▸ **TAREAS A REALIZAR**
[1] Según el fragmento seleccionado, ¿qué tipos de enfermos están llenando los hospitales? Enumérelos todos.
[2] Indique si cada afirmación concuerda con el fragmento seleccionado y justifique con las palabras exactas del texto:
(a) Los vuelos de larga distancia generan la mitad de las emisiones de CO2.
(b) Los vuelos de larga distancia suponen el diez por ciento de los viajes aéreos.
(c) Solo los congresistas demócratas tienen acciones en las grandes multinacionales.

▸ **FRAGMENTO SELECCIONADO**

En 2020, en plena pandemia, se demostró que los vuelos de larga distancia representan la mitad de las emisiones de CO2 a pesar de que solo suponen el seis por ciento de los viajes aéreos. Hay que acabar con ese veneno diario que no solo mata especies animales y vegetales, sino que está llenando los hospitales de asmáticos, bronquíticos y enfermos pulmonares. Lamentablemente, los señores del poder global no lo harán, entre otras cosas porque en Estados Unidos manda Boeing y no el vejete de la Casa Blanca. Los congresistas americanos, los trumpistas y los demócratas, llevan todos acciones en las principales multinacionales, las más contaminantes del planeta, y por ahí no pasan. Así que toca seguir haciendo el paripé de las cumbres hasta que el mundo reviente.

▸ **EXTRACTOS DE DATOS**
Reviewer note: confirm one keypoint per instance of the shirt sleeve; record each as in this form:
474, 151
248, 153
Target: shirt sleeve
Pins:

▸ **SOLUCIONES EN ORDEN**
[1] Asmáticos, bronquíticos y enfermos pulmonares.

[2]
(a) Sí: "los vuelos de larga distancia representan la mitad de las emisiones de CO2".
(b) No: "solo suponen el seis por ciento de los viajes aéreos".
(c) No: "los trumpistas y los demócratas, llevan todos acciones en las principales multinacionales".